----- Extracted material
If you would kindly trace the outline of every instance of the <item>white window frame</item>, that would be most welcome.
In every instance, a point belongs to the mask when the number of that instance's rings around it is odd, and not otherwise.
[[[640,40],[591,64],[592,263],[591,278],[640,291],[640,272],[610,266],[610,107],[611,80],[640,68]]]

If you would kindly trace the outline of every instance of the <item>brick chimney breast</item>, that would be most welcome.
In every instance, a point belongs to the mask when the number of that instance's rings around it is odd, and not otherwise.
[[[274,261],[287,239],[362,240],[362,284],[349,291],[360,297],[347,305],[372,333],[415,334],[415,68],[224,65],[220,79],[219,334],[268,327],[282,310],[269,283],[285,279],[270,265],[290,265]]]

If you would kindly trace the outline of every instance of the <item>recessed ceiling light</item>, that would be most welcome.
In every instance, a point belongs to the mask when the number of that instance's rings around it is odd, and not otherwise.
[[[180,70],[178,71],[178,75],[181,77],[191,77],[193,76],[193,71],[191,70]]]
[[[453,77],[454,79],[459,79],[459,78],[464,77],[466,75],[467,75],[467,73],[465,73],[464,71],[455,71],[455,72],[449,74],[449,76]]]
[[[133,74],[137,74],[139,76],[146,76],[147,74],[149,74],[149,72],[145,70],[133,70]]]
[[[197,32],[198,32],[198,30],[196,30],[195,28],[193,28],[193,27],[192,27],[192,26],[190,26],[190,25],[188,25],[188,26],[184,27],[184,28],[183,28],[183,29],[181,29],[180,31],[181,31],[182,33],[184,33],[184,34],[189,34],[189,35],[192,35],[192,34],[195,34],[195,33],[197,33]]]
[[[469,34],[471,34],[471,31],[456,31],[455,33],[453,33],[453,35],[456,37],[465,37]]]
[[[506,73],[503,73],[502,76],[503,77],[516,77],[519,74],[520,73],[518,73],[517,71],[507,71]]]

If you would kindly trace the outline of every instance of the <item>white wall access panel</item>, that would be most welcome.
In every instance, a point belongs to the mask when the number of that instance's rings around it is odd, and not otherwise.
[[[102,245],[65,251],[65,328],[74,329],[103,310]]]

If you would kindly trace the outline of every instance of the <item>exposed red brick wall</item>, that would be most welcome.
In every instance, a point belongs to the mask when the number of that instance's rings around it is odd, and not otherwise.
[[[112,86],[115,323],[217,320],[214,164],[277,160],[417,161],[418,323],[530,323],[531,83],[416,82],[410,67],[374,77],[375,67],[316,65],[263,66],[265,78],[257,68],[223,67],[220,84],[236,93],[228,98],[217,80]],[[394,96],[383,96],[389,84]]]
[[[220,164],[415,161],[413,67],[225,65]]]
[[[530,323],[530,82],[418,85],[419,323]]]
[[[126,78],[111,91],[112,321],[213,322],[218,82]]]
----------
How to complete this task.
Write down exactly the line with "light</item>, that would be most welcome.", then each line after it through the end of the data.

Response area.
If you would kindly trace the outline of every instance of the <item>recessed ceiling light</item>, that would be most welcome.
In every instance, a point belongs to the mask when the number of that instance's rings around it is odd, and not otherwise.
[[[180,70],[178,71],[178,75],[181,77],[191,77],[193,76],[193,71],[191,70]]]
[[[453,77],[454,79],[459,79],[459,78],[464,77],[466,75],[467,75],[467,73],[465,73],[464,71],[455,71],[455,72],[449,74],[449,76]]]
[[[133,74],[137,74],[139,76],[146,76],[147,74],[149,74],[149,72],[145,70],[133,70]]]
[[[197,32],[198,32],[198,30],[196,30],[195,28],[193,28],[193,27],[192,27],[192,26],[190,26],[190,25],[188,25],[188,26],[184,27],[184,28],[183,28],[183,29],[181,29],[180,31],[181,31],[182,33],[184,33],[184,34],[189,34],[189,35],[192,35],[192,34],[195,34],[195,33],[197,33]]]
[[[469,34],[471,34],[471,31],[456,31],[455,33],[453,33],[453,35],[456,37],[465,37]]]
[[[506,73],[503,73],[502,76],[503,77],[516,77],[519,74],[520,73],[518,73],[517,71],[507,71]]]

If you would kindly trace the outline of every instance of the <item>white wall access panel</item>, that would be most welcome.
In every instance, a point belongs to the mask when the number of that instance's rings around it is odd, and not otherwise.
[[[102,245],[65,251],[65,328],[74,329],[103,310]]]

If you would kindly trace the outline of every instance of the <item>exposed red brick wall</item>, that would be most welcome.
In every instance, a point belongs to the mask when the number of that instance's rings around it is odd, and not otherwise.
[[[112,86],[115,323],[217,320],[214,164],[277,160],[417,161],[418,323],[530,323],[531,83],[416,82],[410,67],[374,77],[375,67],[316,65],[263,66],[265,78],[257,68],[223,67],[220,84],[236,93],[228,98],[217,80]],[[394,96],[383,96],[389,84]]]
[[[220,164],[415,161],[413,67],[225,65]]]
[[[530,323],[530,82],[418,85],[419,323]]]
[[[126,78],[111,91],[112,321],[213,322],[218,82]]]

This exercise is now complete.